→ EXTRACT:
------
Here, blockIdx and threadIdx represent the block and thread indices in the grid, while blockDim specifies the number of threads per block. This calculation ensures that:

- Each thread is assigned a unique element in the matrix.
- The workload is evenly distributed across all threads.
- The kernel can handle matrices of arbitrary size by adjusting the grid and block dimensions.

## Block-Wise Division and Performance Improvement

The use of threadIdx.x, threadIdx.y, blockIdx.x, and blockIdx.y enables block-wise division of the matrix, which is a key factor in improving performance. Here's how it works:

- 1. Thread Organization: CUDA organizes threads into a grid of blocks, where each block contains a fixed number of threads. Each thread has a unique identifier within its block, given by threadIdx.x and threadIdx.y. Each block also has a unique identifier within the grid, given by blockIdx.x and blockIdx.y.
------
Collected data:
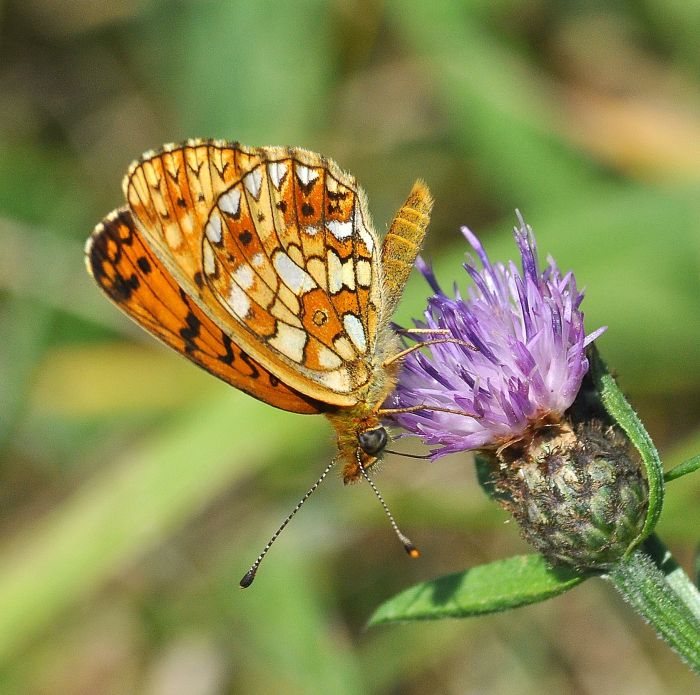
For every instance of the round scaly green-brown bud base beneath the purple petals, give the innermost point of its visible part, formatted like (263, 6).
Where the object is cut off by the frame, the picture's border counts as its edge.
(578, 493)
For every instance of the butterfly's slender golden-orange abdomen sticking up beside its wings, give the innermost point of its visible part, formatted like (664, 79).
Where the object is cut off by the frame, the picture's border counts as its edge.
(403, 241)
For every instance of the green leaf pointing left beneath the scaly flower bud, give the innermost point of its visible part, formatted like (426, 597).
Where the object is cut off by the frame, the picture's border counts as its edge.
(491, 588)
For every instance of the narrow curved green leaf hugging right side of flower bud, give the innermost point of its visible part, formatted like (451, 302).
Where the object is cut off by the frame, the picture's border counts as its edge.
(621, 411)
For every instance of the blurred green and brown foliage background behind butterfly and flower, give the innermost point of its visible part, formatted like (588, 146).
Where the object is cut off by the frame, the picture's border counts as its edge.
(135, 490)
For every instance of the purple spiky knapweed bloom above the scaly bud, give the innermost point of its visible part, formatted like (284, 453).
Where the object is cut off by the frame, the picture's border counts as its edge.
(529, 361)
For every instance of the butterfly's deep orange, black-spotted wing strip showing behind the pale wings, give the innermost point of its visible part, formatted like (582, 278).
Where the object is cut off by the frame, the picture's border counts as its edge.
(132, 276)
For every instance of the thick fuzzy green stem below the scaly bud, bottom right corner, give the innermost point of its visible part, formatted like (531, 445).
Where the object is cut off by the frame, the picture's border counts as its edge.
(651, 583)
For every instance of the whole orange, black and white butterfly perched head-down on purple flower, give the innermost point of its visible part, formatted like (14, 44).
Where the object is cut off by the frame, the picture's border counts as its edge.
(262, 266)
------
→ TASKS TO PERFORM:
a) According to the CUDA passage, what does blockDim specify?
b) Rewrite the CUDA passage from "Here, blockIdx and" up to and including "in the matrix.", changing "matrix" to "array".
The items stand apart from the CUDA passage as separate material.

→ RESPONSES FOR EACH TASK:
a) The number of threads per block.

b)
Here, blockIdx and threadIdx represent the block and thread indices in the grid, while blockDim specifies the number of threads per block. This calculation ensures that:

- Each thread is assigned a unique element in the array.